(Dataset entries)
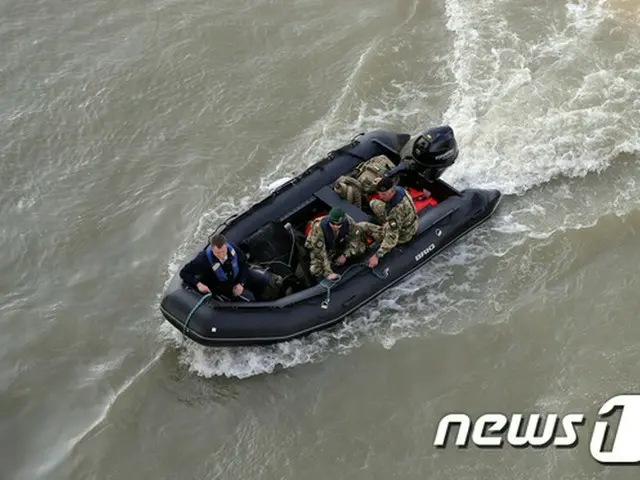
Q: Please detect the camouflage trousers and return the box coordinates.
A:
[357,199,414,248]
[308,239,369,277]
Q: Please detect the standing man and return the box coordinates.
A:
[359,177,419,268]
[305,207,367,280]
[179,233,270,301]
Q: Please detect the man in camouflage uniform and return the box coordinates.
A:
[304,207,367,280]
[358,177,419,268]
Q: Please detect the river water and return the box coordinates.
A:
[2,0,640,478]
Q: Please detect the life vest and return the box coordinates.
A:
[205,243,239,282]
[320,217,349,250]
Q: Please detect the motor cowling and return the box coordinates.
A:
[410,125,458,181]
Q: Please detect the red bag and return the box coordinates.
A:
[406,187,437,211]
[367,187,437,212]
[304,212,328,237]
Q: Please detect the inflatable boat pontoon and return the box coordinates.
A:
[160,128,501,347]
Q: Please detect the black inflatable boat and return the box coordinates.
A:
[160,128,501,347]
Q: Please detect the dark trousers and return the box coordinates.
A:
[216,268,271,302]
[239,268,271,301]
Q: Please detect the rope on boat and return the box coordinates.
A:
[182,262,389,320]
[184,292,212,334]
[319,263,389,309]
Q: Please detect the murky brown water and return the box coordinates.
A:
[2,0,640,478]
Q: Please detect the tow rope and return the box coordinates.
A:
[319,263,389,309]
[184,292,212,334]
[183,264,388,320]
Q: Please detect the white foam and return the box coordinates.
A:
[566,0,610,32]
[442,0,640,195]
[265,177,291,191]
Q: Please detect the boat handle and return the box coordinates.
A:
[343,295,358,308]
[432,207,457,225]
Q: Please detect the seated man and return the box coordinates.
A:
[358,177,419,268]
[304,207,367,280]
[179,233,270,301]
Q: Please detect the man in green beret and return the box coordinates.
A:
[304,207,367,280]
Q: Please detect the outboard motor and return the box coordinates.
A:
[410,125,458,182]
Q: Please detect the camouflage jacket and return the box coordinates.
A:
[376,188,419,258]
[304,215,363,277]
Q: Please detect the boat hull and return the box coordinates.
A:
[160,130,502,346]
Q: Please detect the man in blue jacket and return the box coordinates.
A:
[179,233,270,301]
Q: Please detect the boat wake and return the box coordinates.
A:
[160,0,640,378]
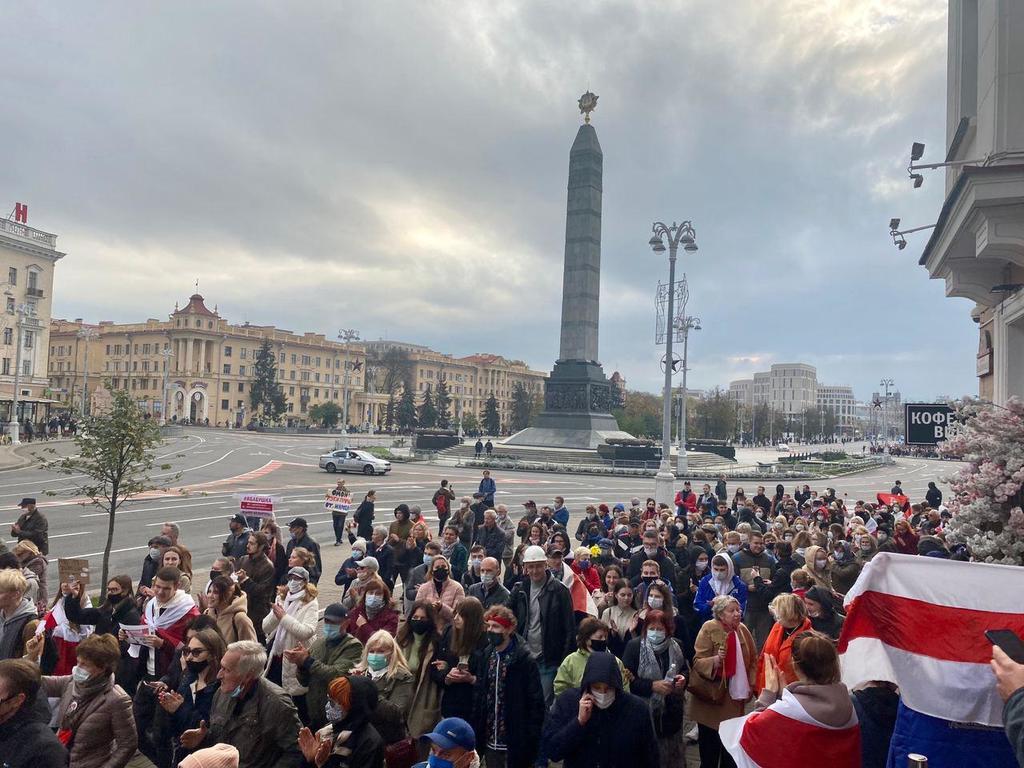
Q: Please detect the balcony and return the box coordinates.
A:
[27,287,43,298]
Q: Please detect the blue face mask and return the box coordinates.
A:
[228,683,244,699]
[323,624,341,640]
[423,554,434,567]
[427,755,454,768]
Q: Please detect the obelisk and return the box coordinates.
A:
[506,91,631,449]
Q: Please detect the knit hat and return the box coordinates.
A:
[179,744,240,768]
[328,676,352,709]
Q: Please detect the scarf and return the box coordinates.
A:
[269,589,307,659]
[59,671,113,733]
[128,589,196,658]
[440,540,457,560]
[639,635,684,723]
[723,628,750,701]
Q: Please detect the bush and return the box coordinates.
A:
[364,447,398,461]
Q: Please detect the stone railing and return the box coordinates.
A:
[0,218,57,249]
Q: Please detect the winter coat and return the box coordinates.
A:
[765,556,799,601]
[350,603,399,646]
[262,593,320,694]
[401,634,442,739]
[543,651,659,768]
[621,636,688,738]
[314,675,385,768]
[431,626,489,723]
[414,577,465,622]
[203,676,303,768]
[693,572,749,621]
[220,529,249,561]
[801,545,836,592]
[297,631,365,731]
[554,649,628,697]
[354,499,375,539]
[627,546,678,585]
[0,705,67,768]
[509,574,576,667]
[0,597,38,660]
[42,674,138,768]
[805,585,845,640]
[206,592,258,644]
[475,638,546,768]
[445,542,470,582]
[366,667,415,745]
[476,523,507,561]
[237,554,276,631]
[756,618,813,692]
[689,619,757,728]
[12,508,48,555]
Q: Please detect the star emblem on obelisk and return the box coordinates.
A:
[578,91,598,123]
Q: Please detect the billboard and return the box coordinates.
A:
[904,403,957,446]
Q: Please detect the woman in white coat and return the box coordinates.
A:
[262,565,320,723]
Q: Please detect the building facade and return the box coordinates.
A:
[0,212,64,428]
[728,378,754,408]
[816,384,857,435]
[729,364,819,415]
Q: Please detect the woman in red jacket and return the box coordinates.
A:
[756,592,812,692]
[349,576,399,645]
[892,519,920,555]
[571,547,602,592]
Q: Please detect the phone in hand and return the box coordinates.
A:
[986,629,1024,663]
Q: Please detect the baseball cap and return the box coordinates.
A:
[420,717,476,752]
[355,556,379,571]
[288,517,308,529]
[230,513,248,527]
[324,603,348,622]
[598,538,614,549]
[522,545,546,564]
[545,544,564,559]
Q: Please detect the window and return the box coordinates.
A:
[22,360,30,375]
[314,372,320,382]
[23,331,33,349]
[195,319,201,328]
[5,297,12,314]
[315,356,321,367]
[224,346,232,357]
[279,352,285,363]
[143,343,151,355]
[142,361,150,372]
[238,365,245,376]
[2,329,10,345]
[289,386,295,395]
[333,391,339,399]
[134,344,139,355]
[240,348,248,359]
[237,383,244,392]
[290,370,296,380]
[223,364,231,374]
[7,267,15,285]
[1,358,8,375]
[314,388,320,398]
[301,355,311,365]
[221,399,230,410]
[237,400,243,408]
[222,382,230,393]
[291,354,297,364]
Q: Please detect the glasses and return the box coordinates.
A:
[183,647,207,658]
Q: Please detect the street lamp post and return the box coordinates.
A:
[338,328,360,446]
[76,326,99,417]
[676,315,700,474]
[880,377,894,453]
[9,303,37,445]
[649,220,698,506]
[159,346,174,425]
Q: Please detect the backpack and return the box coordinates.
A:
[433,489,449,515]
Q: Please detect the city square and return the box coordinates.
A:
[2,3,1024,768]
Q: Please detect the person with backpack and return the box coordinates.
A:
[432,480,456,536]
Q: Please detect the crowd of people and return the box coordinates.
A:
[2,472,1023,768]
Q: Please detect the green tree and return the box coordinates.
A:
[435,379,452,429]
[396,388,418,433]
[48,390,178,599]
[309,400,342,428]
[384,393,396,431]
[612,389,662,438]
[250,339,287,423]
[483,394,501,435]
[418,386,439,428]
[693,388,735,439]
[510,382,536,431]
[461,411,479,435]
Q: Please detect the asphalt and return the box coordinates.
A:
[1,428,961,594]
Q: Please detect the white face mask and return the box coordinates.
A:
[591,688,616,709]
[480,572,495,585]
[287,580,304,594]
[713,569,728,581]
[695,560,708,571]
[648,595,664,609]
[72,665,92,685]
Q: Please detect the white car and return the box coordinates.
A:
[319,449,391,475]
[776,443,791,452]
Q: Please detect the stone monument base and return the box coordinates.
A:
[505,360,634,449]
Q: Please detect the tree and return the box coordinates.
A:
[366,347,414,394]
[384,393,396,432]
[461,411,479,435]
[250,339,287,423]
[693,388,735,440]
[483,394,501,435]
[612,389,662,438]
[396,388,418,433]
[941,398,1024,564]
[418,386,439,429]
[511,382,536,431]
[47,389,178,599]
[309,400,342,428]
[435,379,452,429]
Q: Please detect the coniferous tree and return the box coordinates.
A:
[249,339,287,423]
[483,394,500,435]
[418,386,438,429]
[396,388,418,433]
[435,379,452,429]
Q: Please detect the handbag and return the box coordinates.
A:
[687,663,727,705]
[384,737,419,768]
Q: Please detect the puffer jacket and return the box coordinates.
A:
[414,576,465,622]
[206,592,258,644]
[42,674,138,768]
[262,593,320,694]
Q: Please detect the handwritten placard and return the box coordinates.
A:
[58,558,90,586]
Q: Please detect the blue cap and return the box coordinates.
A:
[612,503,625,511]
[420,717,476,751]
[598,538,614,549]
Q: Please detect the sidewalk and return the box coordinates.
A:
[0,436,74,472]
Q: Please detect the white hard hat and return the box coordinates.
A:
[522,545,547,564]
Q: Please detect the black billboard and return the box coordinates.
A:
[904,403,957,446]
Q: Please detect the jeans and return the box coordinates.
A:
[697,723,736,768]
[332,514,347,544]
[537,662,558,708]
[483,748,507,768]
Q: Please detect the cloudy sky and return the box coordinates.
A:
[3,1,973,402]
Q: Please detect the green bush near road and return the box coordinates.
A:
[364,446,398,461]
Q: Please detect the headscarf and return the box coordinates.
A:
[709,553,735,597]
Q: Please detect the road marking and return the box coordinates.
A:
[80,499,225,518]
[46,544,149,563]
[4,531,90,545]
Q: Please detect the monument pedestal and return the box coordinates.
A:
[505,360,633,449]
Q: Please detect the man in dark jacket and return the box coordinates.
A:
[221,514,251,561]
[467,557,511,610]
[286,517,323,583]
[236,533,277,643]
[752,485,772,515]
[138,534,172,595]
[542,651,659,768]
[732,531,777,649]
[0,659,68,768]
[10,498,48,556]
[925,481,943,509]
[366,527,395,589]
[764,541,799,602]
[509,545,576,707]
[627,530,677,586]
[476,510,507,562]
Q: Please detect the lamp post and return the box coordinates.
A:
[879,377,895,452]
[338,328,360,446]
[159,346,174,425]
[675,315,700,474]
[9,302,37,445]
[76,326,99,417]
[650,220,698,506]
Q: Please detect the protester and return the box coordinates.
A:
[428,596,487,727]
[35,587,93,675]
[221,514,251,561]
[336,537,367,596]
[720,631,860,767]
[0,658,68,768]
[42,633,138,768]
[732,531,776,649]
[404,541,442,615]
[600,579,638,657]
[694,552,748,622]
[804,585,844,640]
[330,480,351,546]
[415,717,481,768]
[162,545,194,594]
[347,576,398,646]
[179,745,240,768]
[129,566,199,682]
[351,629,415,749]
[397,600,443,740]
[180,640,303,768]
[690,595,757,768]
[829,541,862,596]
[476,509,507,564]
[285,519,323,584]
[440,525,470,584]
[851,680,899,768]
[205,576,258,643]
[756,593,812,692]
[263,567,319,721]
[542,651,659,768]
[61,575,140,690]
[554,616,628,696]
[291,603,364,731]
[570,546,602,592]
[297,674,384,768]
[476,605,545,768]
[139,535,173,598]
[415,554,465,622]
[366,527,395,589]
[160,626,225,757]
[466,556,511,610]
[13,540,47,612]
[11,498,48,556]
[433,479,456,536]
[354,490,377,541]
[285,546,319,587]
[800,544,836,593]
[344,556,381,612]
[261,520,290,585]
[389,504,415,587]
[236,532,277,643]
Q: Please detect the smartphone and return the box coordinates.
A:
[985,629,1024,664]
[457,661,469,672]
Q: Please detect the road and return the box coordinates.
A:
[2,429,962,586]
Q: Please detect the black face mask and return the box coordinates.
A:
[209,571,221,582]
[589,639,608,653]
[107,592,125,605]
[641,575,656,585]
[186,659,208,675]
[410,619,431,636]
[487,631,505,647]
[433,569,449,581]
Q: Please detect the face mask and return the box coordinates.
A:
[713,569,728,581]
[108,592,125,604]
[325,700,345,723]
[480,572,495,585]
[807,607,821,618]
[815,558,827,569]
[579,560,591,570]
[323,623,341,640]
[739,534,749,544]
[589,639,608,653]
[641,575,656,585]
[487,630,506,647]
[367,652,389,671]
[796,547,806,557]
[878,533,888,542]
[433,568,449,581]
[646,629,666,645]
[794,525,805,532]
[186,659,208,675]
[470,558,482,569]
[71,666,92,685]
[228,683,245,699]
[644,546,658,557]
[783,535,794,542]
[648,595,664,609]
[149,547,162,561]
[410,618,431,635]
[352,550,364,560]
[423,554,434,567]
[726,544,740,553]
[365,594,384,610]
[591,688,616,709]
[695,559,708,571]
[288,580,304,594]
[427,756,455,768]
[588,512,597,519]
[860,545,872,553]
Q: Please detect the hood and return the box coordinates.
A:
[345,674,379,721]
[804,586,836,619]
[710,552,735,582]
[787,682,856,728]
[804,545,826,569]
[222,592,249,615]
[3,597,36,625]
[21,568,38,584]
[580,650,623,693]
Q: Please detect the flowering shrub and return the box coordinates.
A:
[940,398,1024,564]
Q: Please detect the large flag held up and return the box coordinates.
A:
[838,552,1024,727]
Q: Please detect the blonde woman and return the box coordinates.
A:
[351,629,415,746]
[13,540,47,612]
[262,566,319,718]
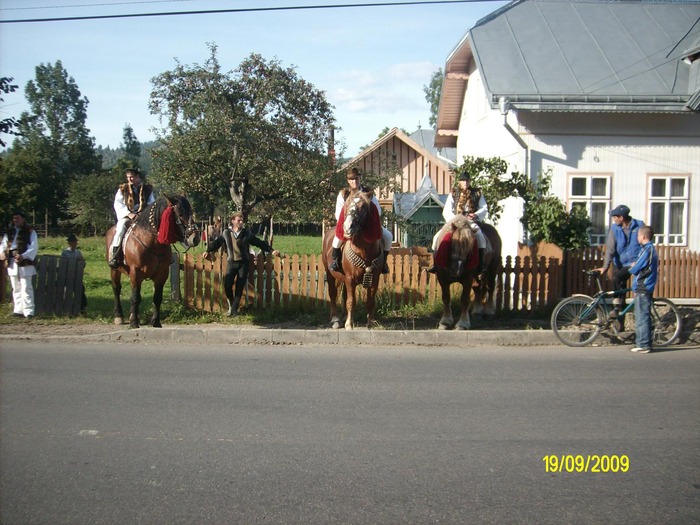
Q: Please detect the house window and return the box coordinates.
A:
[648,175,689,246]
[568,174,611,245]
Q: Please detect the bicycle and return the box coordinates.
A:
[551,270,682,347]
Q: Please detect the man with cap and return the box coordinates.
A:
[0,210,38,318]
[329,167,393,274]
[62,234,87,314]
[428,169,489,275]
[595,204,645,318]
[109,168,156,268]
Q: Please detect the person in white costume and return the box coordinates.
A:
[0,210,39,318]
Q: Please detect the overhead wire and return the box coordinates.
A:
[0,0,505,24]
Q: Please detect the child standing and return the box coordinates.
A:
[61,234,88,315]
[628,226,658,353]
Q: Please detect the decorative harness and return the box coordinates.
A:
[342,195,384,288]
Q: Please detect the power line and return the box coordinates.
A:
[0,0,196,11]
[0,0,501,24]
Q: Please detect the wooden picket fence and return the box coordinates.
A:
[180,246,699,315]
[0,255,86,316]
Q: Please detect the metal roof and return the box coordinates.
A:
[436,0,700,147]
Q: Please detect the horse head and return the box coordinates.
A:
[342,190,372,239]
[449,216,476,278]
[163,194,200,248]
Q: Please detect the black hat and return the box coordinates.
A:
[458,172,471,181]
[610,205,630,217]
[11,210,25,218]
[67,234,78,243]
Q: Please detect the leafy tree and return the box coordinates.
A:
[67,170,122,235]
[3,61,101,223]
[148,44,335,223]
[0,77,20,148]
[423,69,443,129]
[454,157,591,251]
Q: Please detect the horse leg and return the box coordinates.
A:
[344,280,356,330]
[438,278,454,330]
[365,277,378,329]
[129,280,142,329]
[111,269,125,325]
[484,270,497,318]
[327,272,341,330]
[472,281,485,317]
[151,279,164,328]
[455,279,472,330]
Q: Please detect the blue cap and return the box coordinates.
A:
[610,205,630,217]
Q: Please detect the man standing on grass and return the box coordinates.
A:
[0,210,38,318]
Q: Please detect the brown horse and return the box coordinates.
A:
[322,191,384,330]
[434,217,502,330]
[105,194,200,328]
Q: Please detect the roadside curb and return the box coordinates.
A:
[3,326,562,346]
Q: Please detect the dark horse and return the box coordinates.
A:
[434,217,502,330]
[322,190,384,330]
[105,194,200,328]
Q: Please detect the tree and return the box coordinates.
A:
[121,124,142,170]
[149,45,335,223]
[3,61,101,223]
[423,69,443,129]
[454,157,591,251]
[0,77,20,148]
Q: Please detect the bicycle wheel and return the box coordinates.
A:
[551,295,604,347]
[651,298,682,347]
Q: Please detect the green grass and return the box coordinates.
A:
[0,234,334,326]
[1,234,543,329]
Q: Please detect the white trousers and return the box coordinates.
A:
[432,222,486,251]
[9,273,35,316]
[111,217,130,249]
[333,228,393,251]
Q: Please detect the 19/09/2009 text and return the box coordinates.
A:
[543,455,629,473]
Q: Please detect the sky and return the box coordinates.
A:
[0,0,508,157]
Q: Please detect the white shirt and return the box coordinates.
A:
[113,183,156,220]
[0,227,39,276]
[335,189,382,220]
[442,191,488,223]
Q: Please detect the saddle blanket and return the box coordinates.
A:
[434,231,479,270]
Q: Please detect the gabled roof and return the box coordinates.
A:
[349,127,437,163]
[393,175,447,219]
[436,0,700,147]
[408,129,457,164]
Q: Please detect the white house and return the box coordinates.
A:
[435,0,700,260]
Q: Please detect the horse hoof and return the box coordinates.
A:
[438,323,451,330]
[130,322,140,329]
[114,318,124,325]
[152,321,162,328]
[455,324,470,331]
[331,322,341,329]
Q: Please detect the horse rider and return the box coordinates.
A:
[428,169,488,275]
[109,168,155,268]
[329,167,392,274]
[203,212,280,317]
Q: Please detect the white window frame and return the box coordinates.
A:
[567,173,612,245]
[647,174,689,246]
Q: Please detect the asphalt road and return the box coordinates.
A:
[1,342,698,524]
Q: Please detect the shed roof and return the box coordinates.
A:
[393,175,447,219]
[436,0,700,147]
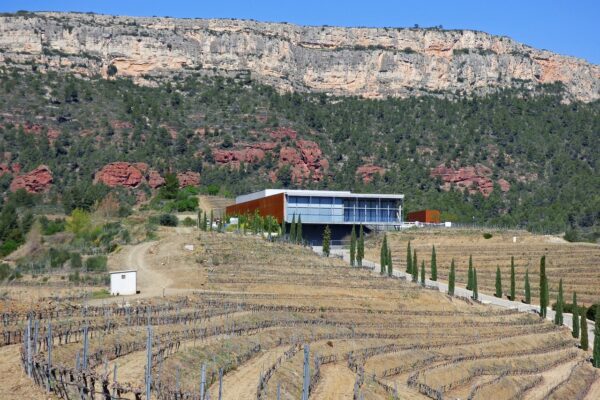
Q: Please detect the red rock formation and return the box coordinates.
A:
[0,163,10,177]
[94,162,145,188]
[177,171,200,187]
[269,127,297,140]
[356,164,385,183]
[9,165,53,193]
[497,178,511,192]
[431,163,499,196]
[147,169,165,189]
[110,120,134,130]
[11,163,21,174]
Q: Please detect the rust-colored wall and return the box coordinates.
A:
[407,209,441,223]
[225,193,285,223]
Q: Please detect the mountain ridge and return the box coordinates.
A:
[0,11,598,101]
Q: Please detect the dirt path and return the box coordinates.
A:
[208,345,289,400]
[522,359,580,400]
[127,241,172,297]
[0,345,47,400]
[311,363,355,400]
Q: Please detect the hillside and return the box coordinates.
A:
[0,11,598,102]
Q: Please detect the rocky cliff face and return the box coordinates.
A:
[0,12,598,101]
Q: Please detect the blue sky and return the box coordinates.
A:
[1,1,598,64]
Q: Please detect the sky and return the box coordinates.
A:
[1,0,598,64]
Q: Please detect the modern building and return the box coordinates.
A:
[226,189,404,244]
[109,269,137,296]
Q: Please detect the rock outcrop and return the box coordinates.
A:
[356,164,385,183]
[9,165,53,193]
[94,162,146,188]
[0,12,597,102]
[176,171,200,187]
[430,164,510,197]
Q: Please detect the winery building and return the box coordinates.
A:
[226,189,404,244]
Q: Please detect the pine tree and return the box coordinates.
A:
[540,256,548,318]
[430,245,437,281]
[406,241,412,274]
[572,292,579,338]
[472,268,478,301]
[554,278,564,326]
[448,259,455,296]
[380,235,388,275]
[387,247,393,277]
[593,306,600,367]
[467,255,474,290]
[510,256,516,301]
[296,216,303,244]
[349,225,356,267]
[357,225,364,267]
[495,266,502,298]
[580,307,588,351]
[290,215,296,243]
[322,225,331,257]
[412,250,418,282]
[420,260,425,286]
[524,269,531,304]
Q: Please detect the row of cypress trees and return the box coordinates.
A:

--- Brief ---
Among the lines above, repeat exactly those from the line with "Q: Please detect the smartphone" to the line with "Q: Please detect the face", counting both ends.

--- Task solution ---
Q: Please detect the smartphone and return the box coordinates.
A:
[985,629,1024,664]
[457,661,469,672]
Q: Please detect the road and return the box coordinates.
A:
[2,429,962,586]
Q: Please detect the black face mask and return the box coordinates.
A:
[209,571,221,582]
[589,639,608,653]
[107,592,125,605]
[641,575,656,585]
[186,659,208,675]
[410,619,431,636]
[487,631,505,647]
[433,569,449,581]
Q: Please detect the face mask and return the box coordinates.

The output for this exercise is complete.